▶ [Requirement 1] List the four business segments through which the company operates, as named in the text on STERIS first-quarter fiscal 2018 results.
▶ [Requirement 2] Quote the text on STERIS first-quarter fiscal 2018 results word for word, starting with "On the other" and going on through "medical device customers.".
▶ [Requirement 3] Continue the text on STERIS first-quarter fiscal 2018 results from the point where it stops.

▶ [Supplied text]
============

STERIS Plc (STE - Free Report) reported first-quarter fiscal 2018 adjusted earnings per share (EPS) of 85 cents, up 7.6% from the year-ago quarter. This adjusted EPS figure also surpassed the Zacks Consensus Estimate of 80 cents.
On a reported basis, the quarter’s EPS came in at 68 cents, up 21.4% year over year.
Revenues in Detail
STERIS generated revenues of $608 million, down 4.8% year over year. However, the top line beat the Zacks Consensus Estimate of $596 million. The year-over-year decline was a result of foreign currency fluctuations as well as divested businesses. Organic revenue growth at constant currency was 6% year over year, primarily driven by balanced growth in all segments.
The company operates through four segments: Healthcare Products, Healthcare Specialty Services, Applied Sterilization Technologies and Life Sciences.
Revenues from the Healthcare Products segment inched up 2% year over year to $289.1 million in the reported quarter. This was driven by 7% growth in service revenue and a 2% increase in capital equipment revenue, which in turn were partially offset by a 1% dip in Consumables due to divestitures.
Revenues from the Healthcare Specialty Services segment plunged 25.4% to $113.4 million on a reported basis due to divestitures. However, organic revenues grew 11%, reflecting growth at IMS North America and CSD outsourcing business in Europe.
On the other hand, revenues from Applied Sterilization Technologies rose 2% to $124.5 million and organic revenue growth was 6%, on the back of an increased volume from the segment`s core medical device customers.

============

▶ [Records]

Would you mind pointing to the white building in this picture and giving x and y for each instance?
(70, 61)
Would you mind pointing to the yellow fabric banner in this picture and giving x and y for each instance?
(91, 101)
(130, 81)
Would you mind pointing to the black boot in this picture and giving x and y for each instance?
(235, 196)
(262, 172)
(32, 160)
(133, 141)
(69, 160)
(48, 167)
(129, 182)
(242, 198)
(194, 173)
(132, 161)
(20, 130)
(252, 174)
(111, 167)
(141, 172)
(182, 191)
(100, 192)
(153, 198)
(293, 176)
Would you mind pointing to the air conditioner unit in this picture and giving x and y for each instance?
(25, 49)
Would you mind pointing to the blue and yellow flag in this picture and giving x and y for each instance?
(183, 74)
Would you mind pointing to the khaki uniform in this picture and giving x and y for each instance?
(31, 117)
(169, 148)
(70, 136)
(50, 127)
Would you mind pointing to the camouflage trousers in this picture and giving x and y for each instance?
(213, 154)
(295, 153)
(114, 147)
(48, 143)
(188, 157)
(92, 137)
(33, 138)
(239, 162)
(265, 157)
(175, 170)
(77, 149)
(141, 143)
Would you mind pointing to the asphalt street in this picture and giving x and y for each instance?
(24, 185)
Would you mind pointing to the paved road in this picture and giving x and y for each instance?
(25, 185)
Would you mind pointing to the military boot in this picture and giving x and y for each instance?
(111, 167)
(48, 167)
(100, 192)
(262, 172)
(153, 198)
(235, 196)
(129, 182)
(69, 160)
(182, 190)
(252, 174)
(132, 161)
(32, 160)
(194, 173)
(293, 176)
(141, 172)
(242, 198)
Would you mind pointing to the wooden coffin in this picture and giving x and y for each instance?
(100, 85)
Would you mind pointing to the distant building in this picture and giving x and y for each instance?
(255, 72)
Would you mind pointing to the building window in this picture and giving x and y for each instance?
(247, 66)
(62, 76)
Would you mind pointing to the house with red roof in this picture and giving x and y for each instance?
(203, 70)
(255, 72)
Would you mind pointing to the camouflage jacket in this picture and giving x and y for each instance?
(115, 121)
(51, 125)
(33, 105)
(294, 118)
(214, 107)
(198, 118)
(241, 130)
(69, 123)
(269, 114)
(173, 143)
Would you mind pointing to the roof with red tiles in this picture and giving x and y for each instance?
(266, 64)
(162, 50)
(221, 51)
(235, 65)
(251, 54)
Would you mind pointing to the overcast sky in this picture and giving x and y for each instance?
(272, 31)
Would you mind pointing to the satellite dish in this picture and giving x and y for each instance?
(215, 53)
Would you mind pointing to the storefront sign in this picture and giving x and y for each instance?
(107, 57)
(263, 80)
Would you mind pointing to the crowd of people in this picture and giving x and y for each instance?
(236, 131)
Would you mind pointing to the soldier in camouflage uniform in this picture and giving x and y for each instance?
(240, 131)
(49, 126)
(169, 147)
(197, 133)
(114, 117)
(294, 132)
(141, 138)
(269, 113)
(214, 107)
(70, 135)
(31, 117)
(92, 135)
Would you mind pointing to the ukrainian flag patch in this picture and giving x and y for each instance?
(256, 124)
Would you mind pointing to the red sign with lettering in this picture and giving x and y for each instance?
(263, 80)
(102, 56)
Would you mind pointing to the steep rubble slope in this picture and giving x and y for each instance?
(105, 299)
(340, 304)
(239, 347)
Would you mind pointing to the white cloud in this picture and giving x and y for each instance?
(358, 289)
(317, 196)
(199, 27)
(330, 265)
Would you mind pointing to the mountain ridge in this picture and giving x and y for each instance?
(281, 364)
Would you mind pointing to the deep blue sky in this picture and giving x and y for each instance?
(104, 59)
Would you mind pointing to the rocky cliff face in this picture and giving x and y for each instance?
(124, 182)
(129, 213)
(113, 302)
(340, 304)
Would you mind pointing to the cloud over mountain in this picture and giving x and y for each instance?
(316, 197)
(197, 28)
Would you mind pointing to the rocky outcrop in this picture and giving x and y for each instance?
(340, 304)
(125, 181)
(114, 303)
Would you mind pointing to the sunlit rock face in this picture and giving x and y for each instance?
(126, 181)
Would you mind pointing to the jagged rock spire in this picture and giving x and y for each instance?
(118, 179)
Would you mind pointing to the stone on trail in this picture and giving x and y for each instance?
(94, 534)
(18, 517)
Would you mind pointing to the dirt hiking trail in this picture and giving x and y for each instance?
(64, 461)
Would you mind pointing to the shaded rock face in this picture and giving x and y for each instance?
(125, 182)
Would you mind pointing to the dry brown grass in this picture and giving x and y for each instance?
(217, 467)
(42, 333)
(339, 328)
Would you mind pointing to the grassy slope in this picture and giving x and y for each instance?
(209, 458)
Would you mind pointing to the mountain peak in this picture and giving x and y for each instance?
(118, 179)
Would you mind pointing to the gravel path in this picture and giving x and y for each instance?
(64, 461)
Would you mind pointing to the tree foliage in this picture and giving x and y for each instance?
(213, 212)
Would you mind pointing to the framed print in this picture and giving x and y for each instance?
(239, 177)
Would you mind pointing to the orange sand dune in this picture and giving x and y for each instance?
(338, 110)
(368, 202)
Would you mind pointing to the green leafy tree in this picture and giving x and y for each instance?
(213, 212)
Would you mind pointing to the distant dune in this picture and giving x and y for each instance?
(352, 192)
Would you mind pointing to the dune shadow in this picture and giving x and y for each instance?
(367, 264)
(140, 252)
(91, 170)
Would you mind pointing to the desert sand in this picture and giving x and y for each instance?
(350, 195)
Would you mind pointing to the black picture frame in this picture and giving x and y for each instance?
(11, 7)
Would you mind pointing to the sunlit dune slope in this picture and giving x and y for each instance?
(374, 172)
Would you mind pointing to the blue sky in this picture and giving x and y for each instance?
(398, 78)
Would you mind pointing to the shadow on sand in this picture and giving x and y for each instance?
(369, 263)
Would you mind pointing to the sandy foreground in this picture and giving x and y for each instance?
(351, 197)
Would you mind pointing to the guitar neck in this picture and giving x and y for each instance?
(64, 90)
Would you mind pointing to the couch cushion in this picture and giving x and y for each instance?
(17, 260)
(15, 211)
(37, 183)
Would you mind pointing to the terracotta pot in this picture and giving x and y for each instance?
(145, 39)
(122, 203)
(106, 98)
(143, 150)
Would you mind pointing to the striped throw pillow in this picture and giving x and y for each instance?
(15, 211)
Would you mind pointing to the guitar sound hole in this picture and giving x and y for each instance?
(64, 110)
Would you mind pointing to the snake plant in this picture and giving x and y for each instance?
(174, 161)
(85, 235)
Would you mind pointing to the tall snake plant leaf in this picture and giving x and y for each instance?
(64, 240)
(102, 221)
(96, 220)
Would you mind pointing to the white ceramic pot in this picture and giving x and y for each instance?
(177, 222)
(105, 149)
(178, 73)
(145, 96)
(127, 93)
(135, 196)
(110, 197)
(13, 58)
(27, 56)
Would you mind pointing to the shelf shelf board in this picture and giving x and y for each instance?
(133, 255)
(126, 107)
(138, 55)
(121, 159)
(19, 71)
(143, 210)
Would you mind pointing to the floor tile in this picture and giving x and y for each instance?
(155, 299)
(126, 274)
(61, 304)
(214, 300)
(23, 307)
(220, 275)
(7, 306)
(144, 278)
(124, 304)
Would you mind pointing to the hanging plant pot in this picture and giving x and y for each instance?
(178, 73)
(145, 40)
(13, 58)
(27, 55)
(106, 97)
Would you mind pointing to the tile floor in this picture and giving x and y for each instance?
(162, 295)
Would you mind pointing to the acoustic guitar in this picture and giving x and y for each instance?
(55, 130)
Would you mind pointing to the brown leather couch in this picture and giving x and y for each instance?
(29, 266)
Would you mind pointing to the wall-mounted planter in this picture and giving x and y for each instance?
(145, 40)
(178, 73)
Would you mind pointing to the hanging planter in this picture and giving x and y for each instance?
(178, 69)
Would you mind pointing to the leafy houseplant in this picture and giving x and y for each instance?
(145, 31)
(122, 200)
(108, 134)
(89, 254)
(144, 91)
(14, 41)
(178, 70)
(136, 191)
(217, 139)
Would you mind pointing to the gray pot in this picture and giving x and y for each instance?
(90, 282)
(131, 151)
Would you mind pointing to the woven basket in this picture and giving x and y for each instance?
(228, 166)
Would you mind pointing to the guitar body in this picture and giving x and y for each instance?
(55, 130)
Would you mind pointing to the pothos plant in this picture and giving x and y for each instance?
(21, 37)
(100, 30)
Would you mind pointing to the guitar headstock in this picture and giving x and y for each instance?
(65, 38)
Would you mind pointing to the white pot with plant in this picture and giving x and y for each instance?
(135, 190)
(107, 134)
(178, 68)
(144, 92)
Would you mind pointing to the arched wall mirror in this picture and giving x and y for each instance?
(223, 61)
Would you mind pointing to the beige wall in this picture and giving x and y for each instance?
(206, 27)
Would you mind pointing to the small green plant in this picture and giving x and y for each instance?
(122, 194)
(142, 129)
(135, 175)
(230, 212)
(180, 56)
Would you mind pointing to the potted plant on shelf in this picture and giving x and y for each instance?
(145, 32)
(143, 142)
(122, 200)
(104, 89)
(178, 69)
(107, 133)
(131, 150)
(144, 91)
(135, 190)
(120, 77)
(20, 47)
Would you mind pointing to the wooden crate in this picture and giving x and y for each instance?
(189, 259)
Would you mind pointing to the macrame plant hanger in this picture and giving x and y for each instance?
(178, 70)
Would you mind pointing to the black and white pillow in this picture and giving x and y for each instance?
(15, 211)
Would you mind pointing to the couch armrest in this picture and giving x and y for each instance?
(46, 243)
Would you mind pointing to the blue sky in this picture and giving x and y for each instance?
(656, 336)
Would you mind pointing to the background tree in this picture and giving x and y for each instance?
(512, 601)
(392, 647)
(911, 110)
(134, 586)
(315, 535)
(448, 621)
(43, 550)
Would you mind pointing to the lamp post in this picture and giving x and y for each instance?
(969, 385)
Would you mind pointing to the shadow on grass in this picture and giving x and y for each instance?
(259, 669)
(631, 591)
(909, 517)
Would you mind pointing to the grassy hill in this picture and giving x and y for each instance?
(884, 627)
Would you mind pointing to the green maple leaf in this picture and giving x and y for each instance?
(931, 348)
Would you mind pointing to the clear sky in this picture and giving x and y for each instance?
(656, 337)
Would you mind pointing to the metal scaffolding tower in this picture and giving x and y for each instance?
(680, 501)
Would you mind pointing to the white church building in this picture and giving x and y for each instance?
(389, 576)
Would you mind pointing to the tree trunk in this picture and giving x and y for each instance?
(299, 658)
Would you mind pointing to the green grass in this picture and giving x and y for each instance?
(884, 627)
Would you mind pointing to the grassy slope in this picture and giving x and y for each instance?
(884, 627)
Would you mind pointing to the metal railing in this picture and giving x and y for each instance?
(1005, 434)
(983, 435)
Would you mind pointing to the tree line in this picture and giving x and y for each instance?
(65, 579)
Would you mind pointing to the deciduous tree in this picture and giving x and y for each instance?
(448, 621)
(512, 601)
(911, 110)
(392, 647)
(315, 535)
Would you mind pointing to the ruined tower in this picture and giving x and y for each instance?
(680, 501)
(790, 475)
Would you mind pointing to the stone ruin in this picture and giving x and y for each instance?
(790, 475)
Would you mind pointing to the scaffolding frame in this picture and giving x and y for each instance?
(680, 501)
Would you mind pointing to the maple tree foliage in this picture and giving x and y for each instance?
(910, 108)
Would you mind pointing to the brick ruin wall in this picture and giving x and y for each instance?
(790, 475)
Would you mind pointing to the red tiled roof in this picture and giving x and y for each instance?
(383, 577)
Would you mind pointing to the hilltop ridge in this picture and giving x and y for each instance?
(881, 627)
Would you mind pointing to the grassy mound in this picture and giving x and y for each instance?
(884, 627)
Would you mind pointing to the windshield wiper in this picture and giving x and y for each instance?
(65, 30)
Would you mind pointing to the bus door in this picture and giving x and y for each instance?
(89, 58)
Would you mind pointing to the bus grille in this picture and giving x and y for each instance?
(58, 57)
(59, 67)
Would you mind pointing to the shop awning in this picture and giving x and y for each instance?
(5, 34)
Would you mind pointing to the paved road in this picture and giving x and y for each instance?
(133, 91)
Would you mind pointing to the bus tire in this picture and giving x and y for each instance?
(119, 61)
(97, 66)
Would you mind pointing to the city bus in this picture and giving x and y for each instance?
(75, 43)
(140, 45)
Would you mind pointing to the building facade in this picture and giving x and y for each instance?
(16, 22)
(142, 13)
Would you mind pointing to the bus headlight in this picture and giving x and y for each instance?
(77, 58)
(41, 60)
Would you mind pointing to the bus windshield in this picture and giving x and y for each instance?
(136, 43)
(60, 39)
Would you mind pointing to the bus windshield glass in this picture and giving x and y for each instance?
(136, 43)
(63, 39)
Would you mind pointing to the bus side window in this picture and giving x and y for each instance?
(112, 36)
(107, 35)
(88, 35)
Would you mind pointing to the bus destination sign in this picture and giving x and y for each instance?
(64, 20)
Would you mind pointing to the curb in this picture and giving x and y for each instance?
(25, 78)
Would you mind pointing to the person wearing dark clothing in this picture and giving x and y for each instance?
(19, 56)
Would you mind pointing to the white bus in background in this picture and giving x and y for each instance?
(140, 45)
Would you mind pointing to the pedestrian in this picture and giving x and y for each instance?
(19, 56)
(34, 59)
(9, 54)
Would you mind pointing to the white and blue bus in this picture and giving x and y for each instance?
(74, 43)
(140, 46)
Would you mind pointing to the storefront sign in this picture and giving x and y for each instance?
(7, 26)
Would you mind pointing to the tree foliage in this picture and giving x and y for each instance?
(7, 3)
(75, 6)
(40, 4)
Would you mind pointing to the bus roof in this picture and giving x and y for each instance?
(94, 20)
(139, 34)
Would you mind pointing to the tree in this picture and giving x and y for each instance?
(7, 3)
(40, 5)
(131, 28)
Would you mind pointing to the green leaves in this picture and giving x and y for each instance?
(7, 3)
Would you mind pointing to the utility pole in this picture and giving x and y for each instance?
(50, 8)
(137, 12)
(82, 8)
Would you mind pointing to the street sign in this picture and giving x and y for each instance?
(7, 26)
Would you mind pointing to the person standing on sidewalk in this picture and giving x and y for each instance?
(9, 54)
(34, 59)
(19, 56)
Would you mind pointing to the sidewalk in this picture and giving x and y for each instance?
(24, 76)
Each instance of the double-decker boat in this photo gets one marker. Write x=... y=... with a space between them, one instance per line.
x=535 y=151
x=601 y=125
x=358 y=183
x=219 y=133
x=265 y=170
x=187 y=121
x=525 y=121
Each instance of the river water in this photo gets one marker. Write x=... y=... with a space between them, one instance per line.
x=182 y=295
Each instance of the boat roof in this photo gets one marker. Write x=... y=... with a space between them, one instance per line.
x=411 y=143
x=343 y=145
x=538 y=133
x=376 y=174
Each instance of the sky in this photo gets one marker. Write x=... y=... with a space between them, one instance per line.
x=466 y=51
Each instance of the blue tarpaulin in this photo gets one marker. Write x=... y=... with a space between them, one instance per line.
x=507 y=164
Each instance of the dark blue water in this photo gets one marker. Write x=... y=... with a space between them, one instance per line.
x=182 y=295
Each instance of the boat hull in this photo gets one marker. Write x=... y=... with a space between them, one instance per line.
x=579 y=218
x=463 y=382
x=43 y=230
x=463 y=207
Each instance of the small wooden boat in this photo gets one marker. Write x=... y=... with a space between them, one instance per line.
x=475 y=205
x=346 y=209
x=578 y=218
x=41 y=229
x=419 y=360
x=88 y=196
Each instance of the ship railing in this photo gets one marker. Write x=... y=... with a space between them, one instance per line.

============

▶ [Task output 1]
Healthcare Products
Healthcare Specialty Services
Applied Sterilization Technologies
Life Sciences

▶ [Task output 2]
On the other hand, revenues from Applied Sterilization Technologies rose 2% to $124.5 million and organic revenue growth was 6%, on the back of an increased volume from the segment`s core medical device customers.

▶ [Task output 3]
Lastly, revenues from the Life Sciences segment dropped 1% to $80.9 million in the quarter as 5% growth in Service revenue and 2% increase in consumable revenues were more than offset by a 12% decrease in capital equipment revenues. On an organic basis, revenues nudged up 1% year over year.
Adjusted gross margin improved 410 basis points (bps) year over year to 42.3% in the reported quarter. This expansion was on account of the positive impact of divested low-margin businesses,improvements in operational efficiencies, a favorable foreign currency, plus cost synergies and pricing.
STERIS witnessed a 2.6% year-over-year rise in selling, general and administrative expenses to $155.8 million. Research and development expenses fell 2.8% to $14 million. Adjusted operating margin expanded 265 bps on a year-over-year basis to 14.2% in the reported quarter.
STERIS exited the first-quarter fiscal 2018 with cash and cash equivalents of $294.8 million compared with $282.9 million at the end of fiscal 2017. The company had a long-term debt of $1.49 billion at the end of first-quarter fiscal 2018 compared with $1.48 billion at the end of fiscal 2017.
The company generated $80.7 million in cash flow from operations in first quarter, up 0.5% from the year-ago period. Free cash flow for this period was $44.2 million compared with $49.5 million in the prior-year time frame.
STERIS continues to expect 4–5% of organic revenue growth on constant-currency basis in fiscal 2018 from the prior fiscal year. Adjusted EPS is expected in the range of $3.96–$4.09 per share.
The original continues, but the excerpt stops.